Data excerpts section start

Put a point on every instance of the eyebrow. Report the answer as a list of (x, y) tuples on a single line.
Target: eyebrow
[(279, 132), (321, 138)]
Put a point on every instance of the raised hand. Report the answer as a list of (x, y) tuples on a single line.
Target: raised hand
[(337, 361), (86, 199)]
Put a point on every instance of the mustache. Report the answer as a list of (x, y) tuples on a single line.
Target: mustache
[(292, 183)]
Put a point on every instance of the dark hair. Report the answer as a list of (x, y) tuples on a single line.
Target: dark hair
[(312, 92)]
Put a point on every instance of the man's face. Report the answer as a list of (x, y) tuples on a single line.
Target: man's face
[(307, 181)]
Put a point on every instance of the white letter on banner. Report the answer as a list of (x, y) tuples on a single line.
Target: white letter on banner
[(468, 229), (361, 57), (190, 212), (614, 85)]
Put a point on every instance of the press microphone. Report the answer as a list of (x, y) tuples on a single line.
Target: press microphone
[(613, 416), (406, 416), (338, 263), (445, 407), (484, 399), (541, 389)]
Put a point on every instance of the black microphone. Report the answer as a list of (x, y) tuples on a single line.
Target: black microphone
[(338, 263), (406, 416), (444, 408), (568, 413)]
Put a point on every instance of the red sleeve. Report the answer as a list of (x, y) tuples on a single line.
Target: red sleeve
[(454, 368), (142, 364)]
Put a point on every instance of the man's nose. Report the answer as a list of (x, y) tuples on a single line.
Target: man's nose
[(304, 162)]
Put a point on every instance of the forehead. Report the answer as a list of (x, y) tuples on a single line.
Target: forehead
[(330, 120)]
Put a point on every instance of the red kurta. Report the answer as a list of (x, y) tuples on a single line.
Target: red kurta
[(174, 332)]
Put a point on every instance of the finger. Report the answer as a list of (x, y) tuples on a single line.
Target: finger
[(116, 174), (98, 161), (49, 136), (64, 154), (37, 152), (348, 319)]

Data excerpts section end

**Exercise brief**
Transcribe every record above exactly.

**Written response**
Put a point on every instance of the eyebrow. Report the answer as a list of (x, y) tuples on a single line.
Target: eyebrow
[(279, 132), (321, 138)]
Put a point on every instance of the raised hand. Report the answer as a list of (x, y) tuples on a single line.
Target: raised hand
[(337, 361), (86, 199)]
Put a point on every instance of the mustache. Report the answer as a list of (x, y) tuples on a single line.
Target: mustache
[(292, 183)]
Put a point on every instance of the dark hair. Report the answer as a list of (x, y) tuples on a single line.
Target: dark hair
[(312, 92)]
Put a point on every instance of the man's face. Report the answer as a list of (x, y) tuples on a single line.
Target: man's face
[(307, 181)]
Put a point on every instance of the white letter on banner. Report the answer as a list of (x, y) tuples on a single line.
Target: white letter on banner
[(468, 229), (361, 57), (190, 212), (614, 85)]
Put a point on every instance of the press microphone. Report the answer as a list of (x, y) tuples on a single line.
Target: press microphone
[(613, 416), (406, 416), (338, 263), (445, 407), (484, 399), (541, 389)]
Put a point on every instance of the black microphone. Report the answer as a list of (x, y) tuples on a single line.
Target: black microphone
[(338, 263), (406, 416), (444, 408), (568, 413)]
Put a point on every instance of the red sleeve. Report the answer as a list of (x, y) tuples on a single line.
Target: red sleeve
[(454, 368), (142, 364)]
Put a point on every instance of the man's nose. Report the answer as a list of (x, y) tuples on a single line.
Target: man's nose
[(304, 162)]
Put a point on every instance of the forehead. Report the answer as a list of (x, y) tuples on a single line.
Target: forehead
[(330, 120)]
Put a point on every instance of the red kurta. Report the answer as a list of (x, y) tuples on a single line.
Target: red kurta
[(174, 332)]
Put a point on every instance of the finger. Report the answer as a list of (x, y) tuples on a single line.
Target: finger
[(116, 174), (98, 161), (49, 136), (64, 154), (37, 152), (348, 319)]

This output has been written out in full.